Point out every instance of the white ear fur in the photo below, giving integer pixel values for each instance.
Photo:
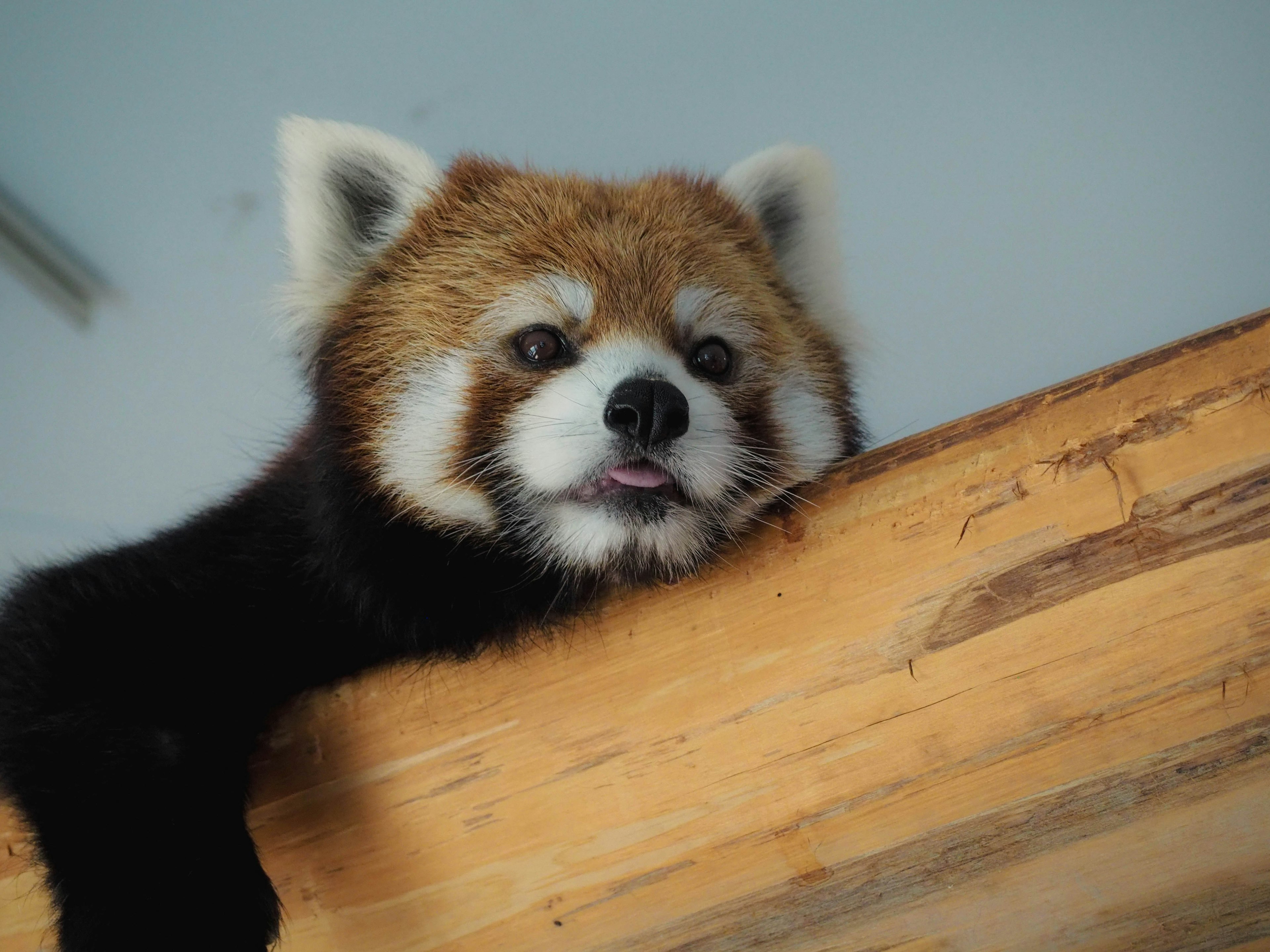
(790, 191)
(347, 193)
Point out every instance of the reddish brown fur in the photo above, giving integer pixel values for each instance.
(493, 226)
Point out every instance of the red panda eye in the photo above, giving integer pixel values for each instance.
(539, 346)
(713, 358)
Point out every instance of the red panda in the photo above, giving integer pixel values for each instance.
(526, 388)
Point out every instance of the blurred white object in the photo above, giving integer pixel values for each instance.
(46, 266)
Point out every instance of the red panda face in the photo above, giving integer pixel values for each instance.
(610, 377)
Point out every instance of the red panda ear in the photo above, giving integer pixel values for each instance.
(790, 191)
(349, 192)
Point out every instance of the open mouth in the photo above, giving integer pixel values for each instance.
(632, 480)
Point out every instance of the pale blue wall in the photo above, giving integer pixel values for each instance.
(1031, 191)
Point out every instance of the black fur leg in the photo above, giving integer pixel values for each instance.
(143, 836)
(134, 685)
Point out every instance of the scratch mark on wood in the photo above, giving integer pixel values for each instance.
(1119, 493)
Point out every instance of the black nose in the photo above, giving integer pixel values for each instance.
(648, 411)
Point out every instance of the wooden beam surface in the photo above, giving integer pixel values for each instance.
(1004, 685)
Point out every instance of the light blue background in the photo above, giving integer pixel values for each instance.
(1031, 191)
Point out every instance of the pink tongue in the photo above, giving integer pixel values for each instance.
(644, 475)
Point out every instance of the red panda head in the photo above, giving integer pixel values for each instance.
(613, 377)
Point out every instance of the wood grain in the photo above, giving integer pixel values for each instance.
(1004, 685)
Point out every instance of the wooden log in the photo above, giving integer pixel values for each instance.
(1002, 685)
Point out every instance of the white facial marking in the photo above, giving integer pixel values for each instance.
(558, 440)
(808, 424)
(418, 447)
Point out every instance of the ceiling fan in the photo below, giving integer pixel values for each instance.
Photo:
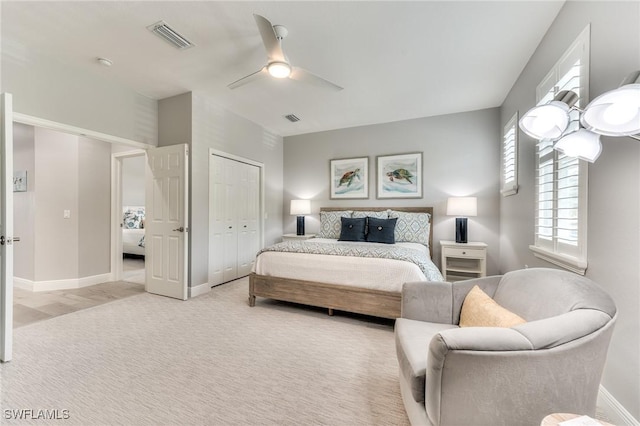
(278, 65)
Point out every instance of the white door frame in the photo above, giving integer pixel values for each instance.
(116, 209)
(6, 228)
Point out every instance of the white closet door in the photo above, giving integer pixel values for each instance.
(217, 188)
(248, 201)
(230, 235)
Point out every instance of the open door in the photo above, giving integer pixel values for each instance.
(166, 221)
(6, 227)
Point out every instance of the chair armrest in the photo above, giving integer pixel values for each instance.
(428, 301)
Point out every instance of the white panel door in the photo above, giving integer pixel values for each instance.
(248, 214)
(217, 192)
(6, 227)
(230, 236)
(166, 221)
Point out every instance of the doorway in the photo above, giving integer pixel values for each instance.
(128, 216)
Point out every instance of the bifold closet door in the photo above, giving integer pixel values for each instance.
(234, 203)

-.-.-

Give back all entries exactly. No pictures belong in the copy.

▶ ANSWER SPACE
Point out every instance of the white ear fur in the photo below, giving integer pixel values for each instance.
Photo:
(790, 191)
(347, 193)
Point out every instance of the reddish brown fur in the photo above, giving integer pixel values for each instance.
(493, 226)
Point out every instance of the red panda eye in the photo above, giving integer pixel values for each instance.
(539, 346)
(713, 358)
Point out every instance of the red panda in the photo above, giving integer pixel values for each instance.
(526, 388)
Point out every instance of the blurred white object in the photo above, giving integer pixel values for each instance.
(46, 266)
Point out every instance of the red panda face in the photo above, giving integer pixel values for each instance.
(610, 377)
Point out every instance of the red panda ear in the photo above, giving integer pixel values for each instance.
(790, 191)
(349, 192)
Point out every instance of the open mouth in the photo above, giving integer pixel values for each instance.
(632, 480)
Point out every instance of the pale blue wall in the photo above, giving integer pixel values for each instance.
(1031, 191)
Point out every instance of the black fur leg in the photo above, giving integer pixel values for each instance.
(143, 836)
(134, 685)
Point out every instance of the scratch mark on wood in the photo above, giving integer pixel values for each instance.
(1119, 493)
Point out every instance of the black nose in the photo above, giving integer pixel values for each instance.
(648, 411)
Point out every instance of the wooden beam surface in the photo above, giving integer pixel values for each instance.
(1004, 685)
Point out every instance of the light blue background in the photo above, giving integer pixel values for each instance.
(1031, 191)
Point out every instance of the pink tongue in the photo above, giving integer pixel values for each instance.
(644, 475)
Point out every instance of the red panda head in the photo above, giving integer pixel values for each instance.
(613, 377)
Point out every instance of the wood grain in the photo above, giving integer pixel values for each instance.
(1004, 685)
Point out every instance of the wooden log in the photo above, giving integer pixel values for each instance.
(1002, 685)
Point out every instance of the white facial marking in the photo above, giving integer pixel values for each instance.
(558, 440)
(808, 424)
(418, 447)
Point out every instance of the ceiling fan in the photo below, giving integer pixel values for each instance.
Photo:
(278, 65)
Point out every instance of the white door frame in the photo above, giving integer pixel values for each instance.
(116, 209)
(6, 228)
Point out every instance of the white closet door in the photo above, giving integer pixel values for each instance.
(217, 188)
(248, 201)
(230, 235)
Point out every instance of the open door in the photo above, giving integer pixel values for each instance.
(166, 221)
(6, 227)
Point out every instance of the chair armrest in the photo above, giving integer pixel values for each instance.
(428, 301)
Point out every instance of the white panel door in the photo above, giving integer pixel values for each instance.
(248, 214)
(217, 192)
(6, 227)
(230, 236)
(166, 221)
Point out every instance of the doorway in the photo above, giving integer pixel values for each instance.
(128, 216)
Point out every instance of the bifold closet door in the photo above, giving integer pixel values for each instance.
(234, 203)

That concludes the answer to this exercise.